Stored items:

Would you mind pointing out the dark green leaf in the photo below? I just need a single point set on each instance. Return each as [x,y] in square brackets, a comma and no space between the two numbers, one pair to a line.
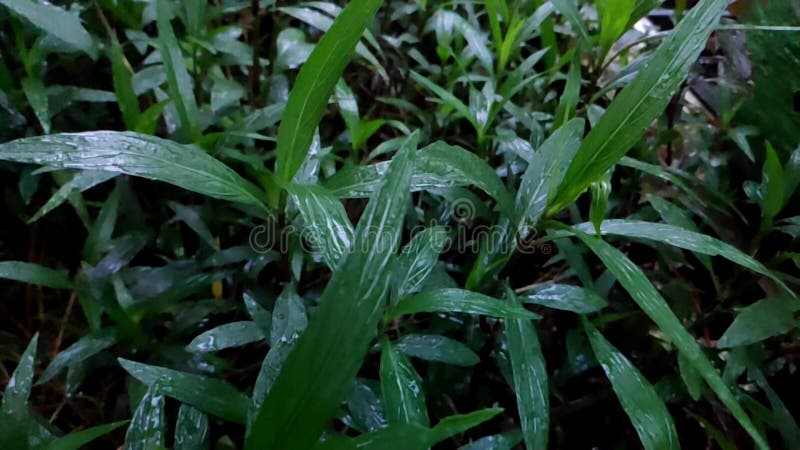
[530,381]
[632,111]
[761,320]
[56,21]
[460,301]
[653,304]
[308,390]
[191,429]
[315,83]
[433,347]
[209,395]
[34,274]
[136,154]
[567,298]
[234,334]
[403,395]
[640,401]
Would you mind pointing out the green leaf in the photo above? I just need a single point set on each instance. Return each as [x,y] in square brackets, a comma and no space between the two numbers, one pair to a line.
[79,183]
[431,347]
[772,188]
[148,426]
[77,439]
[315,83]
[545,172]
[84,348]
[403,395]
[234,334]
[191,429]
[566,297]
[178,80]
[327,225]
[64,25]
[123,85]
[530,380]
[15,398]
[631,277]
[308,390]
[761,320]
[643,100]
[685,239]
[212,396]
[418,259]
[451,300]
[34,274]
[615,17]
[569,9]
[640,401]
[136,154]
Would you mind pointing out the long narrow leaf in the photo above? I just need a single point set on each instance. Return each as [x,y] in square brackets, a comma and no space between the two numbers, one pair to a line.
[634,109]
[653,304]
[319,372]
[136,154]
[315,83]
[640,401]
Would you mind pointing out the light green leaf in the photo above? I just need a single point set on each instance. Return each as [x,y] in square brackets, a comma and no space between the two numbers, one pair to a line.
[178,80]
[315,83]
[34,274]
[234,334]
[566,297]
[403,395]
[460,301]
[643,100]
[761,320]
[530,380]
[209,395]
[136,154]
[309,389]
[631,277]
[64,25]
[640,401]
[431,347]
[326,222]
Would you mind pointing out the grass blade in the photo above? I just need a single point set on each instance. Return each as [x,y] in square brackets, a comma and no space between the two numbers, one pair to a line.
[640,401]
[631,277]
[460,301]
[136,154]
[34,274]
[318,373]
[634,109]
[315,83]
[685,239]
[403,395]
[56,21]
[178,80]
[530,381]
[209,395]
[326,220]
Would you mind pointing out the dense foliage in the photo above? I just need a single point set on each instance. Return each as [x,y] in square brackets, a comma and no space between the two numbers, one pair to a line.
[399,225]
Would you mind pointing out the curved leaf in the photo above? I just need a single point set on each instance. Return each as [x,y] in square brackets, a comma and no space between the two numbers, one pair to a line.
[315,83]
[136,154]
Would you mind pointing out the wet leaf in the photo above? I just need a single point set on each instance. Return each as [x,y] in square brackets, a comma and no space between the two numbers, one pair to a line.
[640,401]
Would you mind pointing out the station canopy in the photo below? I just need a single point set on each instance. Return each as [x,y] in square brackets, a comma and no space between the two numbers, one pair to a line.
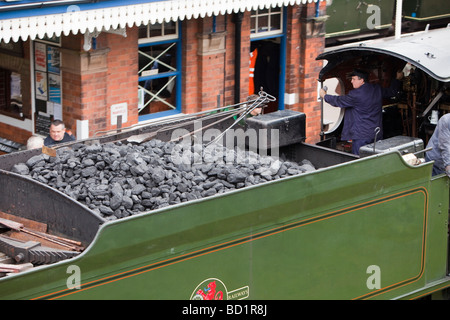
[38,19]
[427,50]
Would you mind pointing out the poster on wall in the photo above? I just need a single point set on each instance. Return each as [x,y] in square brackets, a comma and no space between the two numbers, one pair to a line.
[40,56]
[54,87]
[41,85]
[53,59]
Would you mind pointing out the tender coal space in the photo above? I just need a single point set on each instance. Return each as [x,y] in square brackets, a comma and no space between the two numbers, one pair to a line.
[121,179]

Task goal:
The answer must repeat every record exactly, with all pictures left out.

Answer space:
Would you mind pointing out the dark green leaf in the photo below? I just need a single point set on each instance. Return each as [x,y] in square brackets, a comma and no space between the two numbers, one pair to a line.
[530,381]
[632,111]
[761,320]
[56,21]
[460,301]
[653,304]
[308,390]
[191,429]
[315,83]
[433,347]
[209,395]
[34,274]
[136,154]
[567,298]
[234,334]
[403,395]
[640,401]
Would you mind pointing out the green leaf in the photo above? I just need a single point set on each instance. Return each as [x,y] in square brackets, a comma and no space between the two numbers, one pair to a line.
[79,183]
[431,347]
[772,188]
[148,426]
[77,439]
[315,83]
[545,172]
[84,348]
[403,395]
[234,334]
[191,429]
[566,297]
[178,80]
[327,225]
[64,25]
[123,85]
[530,380]
[15,398]
[631,277]
[308,390]
[761,320]
[643,100]
[685,239]
[212,396]
[418,259]
[451,300]
[34,274]
[615,17]
[569,9]
[640,401]
[136,154]
Would you mind pointing out the long narrow leaf in the photo above? I just need a single point set on each instance. Return each as [x,y] in square brackets, a comma and no space between the two numbers, one pair to a line.
[634,109]
[653,304]
[319,372]
[136,154]
[315,83]
[640,401]
Would you mind pointing out the light green leaf in the photo above? I just need a single point set on each instance. Return each as [x,y] in square brackets, a comma and no space between the two numbers, one pair to a line.
[178,80]
[315,83]
[34,274]
[234,334]
[566,297]
[403,395]
[460,301]
[643,100]
[761,320]
[530,380]
[209,395]
[136,154]
[309,389]
[631,277]
[64,25]
[640,401]
[431,347]
[326,222]
Would you mind pointing out the grass blade in the photo above? I just need a single point set on each instance. Return each as [x,y] in square brackets, a comma and no space between the two numbers, one pair to a line.
[640,401]
[631,277]
[460,301]
[136,154]
[34,274]
[318,373]
[634,109]
[315,83]
[685,239]
[403,395]
[56,21]
[178,80]
[530,381]
[209,395]
[326,220]
Would you mind pointing out the dense foliage in the photo above? I just need a single point set on each instance. Return each as [x,y] in square brackets, a comma and no space between the two numbers, one pair to a line.
[399,225]
Would you mind pointing out the curved leaf in the photo above? I just need a single point set on each instance. Return each as [x,y] in square brackets, a comma and no space between the two numbers, one pair to a line.
[315,83]
[136,154]
Would you mind pointing out the wet leaf in the photo above? I just need a single point set on each instance. Return each as [x,y] in square brackets, a comma and no space between the two numbers, one pair to a line.
[640,401]
Would you mind pointing out the station canopy in the photo below? I just need a single point set on each instance. Return each as [x,y] in square brackets, a comma and no space between the two numbers, one pair to a line.
[38,19]
[427,50]
Would you mind pointing out the poster on wall in the photo above? I just need a single point set on each instance. Return each as [x,y] in square brackets, a comma and no space between the two numbers, one pair to a line.
[40,56]
[54,87]
[41,85]
[53,59]
Would you mind pointing out the tender coal space in the photo above? I just need a single point set on each instance. Return each as [x,y] in square brackets, a comma and no space between the two numbers, one pair to a line.
[121,179]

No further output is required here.